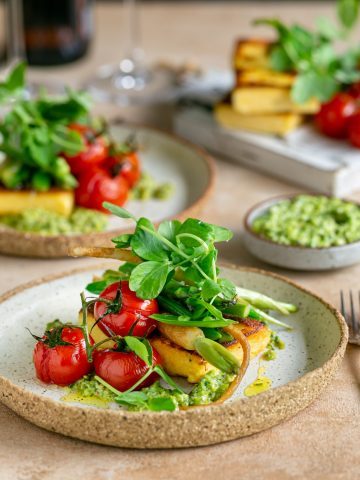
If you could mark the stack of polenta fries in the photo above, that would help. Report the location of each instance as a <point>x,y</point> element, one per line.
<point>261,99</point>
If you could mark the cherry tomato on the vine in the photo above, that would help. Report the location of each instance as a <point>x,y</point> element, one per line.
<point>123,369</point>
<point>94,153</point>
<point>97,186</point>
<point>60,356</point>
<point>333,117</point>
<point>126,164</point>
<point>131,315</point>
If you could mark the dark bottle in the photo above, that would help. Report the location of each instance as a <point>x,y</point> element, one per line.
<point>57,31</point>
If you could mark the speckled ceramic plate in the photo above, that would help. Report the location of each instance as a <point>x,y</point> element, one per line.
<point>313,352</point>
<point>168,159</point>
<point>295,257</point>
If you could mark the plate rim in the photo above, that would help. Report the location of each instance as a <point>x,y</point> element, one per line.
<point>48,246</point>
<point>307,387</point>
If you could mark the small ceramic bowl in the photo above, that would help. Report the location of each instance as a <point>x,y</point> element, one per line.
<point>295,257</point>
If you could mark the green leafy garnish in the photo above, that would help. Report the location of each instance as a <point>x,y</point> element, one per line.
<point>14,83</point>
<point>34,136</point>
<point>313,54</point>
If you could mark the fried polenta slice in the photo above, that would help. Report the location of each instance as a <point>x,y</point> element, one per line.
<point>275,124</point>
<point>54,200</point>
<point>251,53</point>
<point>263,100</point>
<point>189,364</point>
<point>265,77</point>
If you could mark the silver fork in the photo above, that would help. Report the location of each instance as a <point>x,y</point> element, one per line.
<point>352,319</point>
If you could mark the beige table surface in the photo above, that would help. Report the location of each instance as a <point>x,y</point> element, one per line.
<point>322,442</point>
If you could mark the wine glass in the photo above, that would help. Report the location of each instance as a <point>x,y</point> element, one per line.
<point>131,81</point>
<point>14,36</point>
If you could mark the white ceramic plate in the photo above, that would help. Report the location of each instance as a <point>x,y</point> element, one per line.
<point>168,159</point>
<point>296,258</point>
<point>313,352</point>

_ _ _ _

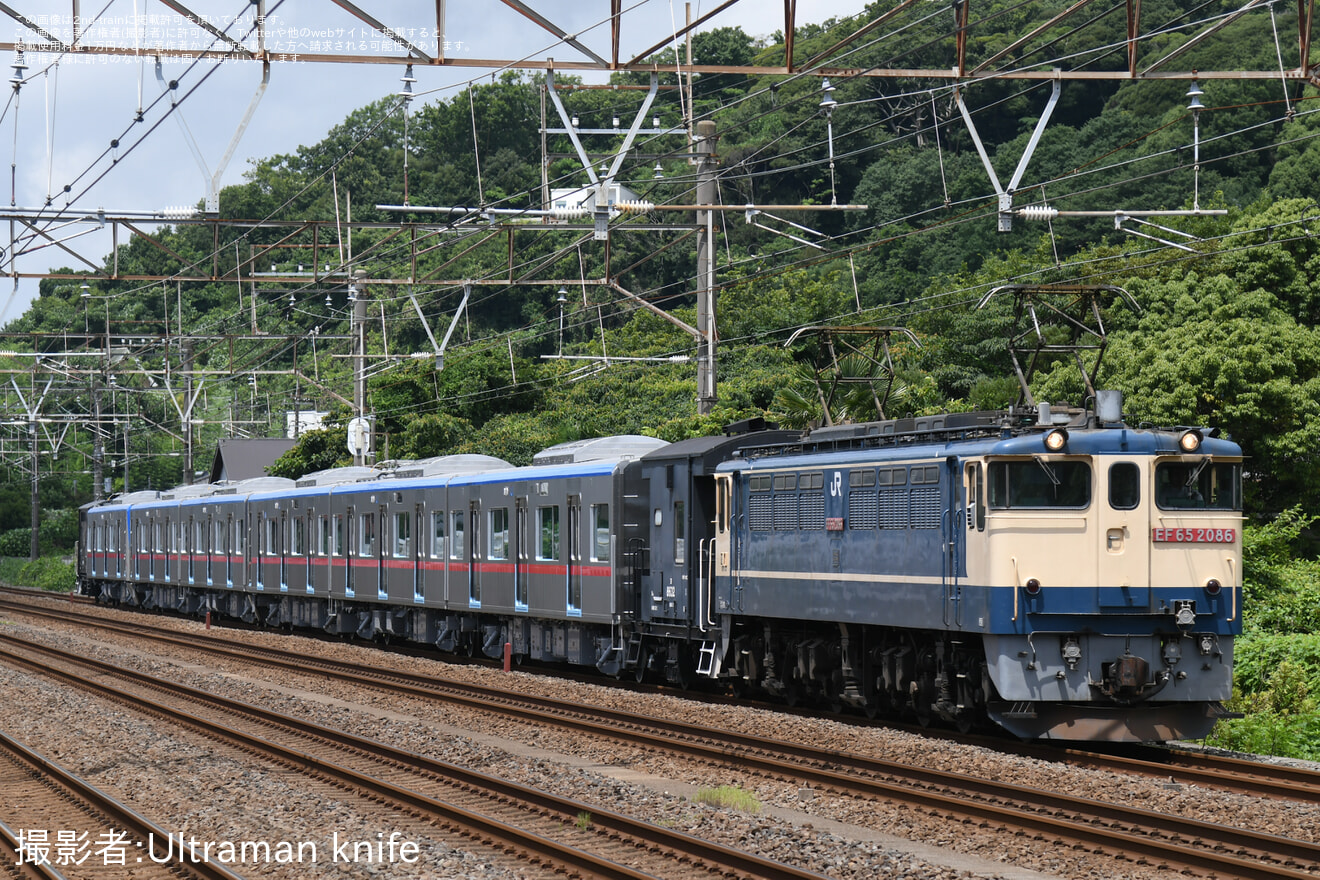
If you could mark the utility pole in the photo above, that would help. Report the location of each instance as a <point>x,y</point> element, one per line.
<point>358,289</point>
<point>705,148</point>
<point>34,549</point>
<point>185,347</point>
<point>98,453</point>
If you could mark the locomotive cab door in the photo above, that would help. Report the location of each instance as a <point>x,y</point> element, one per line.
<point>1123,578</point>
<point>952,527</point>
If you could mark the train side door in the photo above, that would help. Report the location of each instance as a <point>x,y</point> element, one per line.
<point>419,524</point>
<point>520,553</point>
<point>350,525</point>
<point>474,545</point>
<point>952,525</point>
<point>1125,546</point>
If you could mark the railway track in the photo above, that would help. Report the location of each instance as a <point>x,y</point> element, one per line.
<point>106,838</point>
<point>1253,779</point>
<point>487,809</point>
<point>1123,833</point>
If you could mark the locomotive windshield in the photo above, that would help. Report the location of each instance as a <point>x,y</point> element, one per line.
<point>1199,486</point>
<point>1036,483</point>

_ _ _ _

**Direction**
Rewrite the data from the line with "If you could mark the locomotive cab" up to and including the line with "<point>952,527</point>", replacing "cab door" with "crew door" and leaving everything else unchanged.

**Written response**
If you could mark the locomotive crew door in the photo above, that would help. Report the location of each instance as a <point>x,y</point> element, one per line.
<point>1123,578</point>
<point>952,527</point>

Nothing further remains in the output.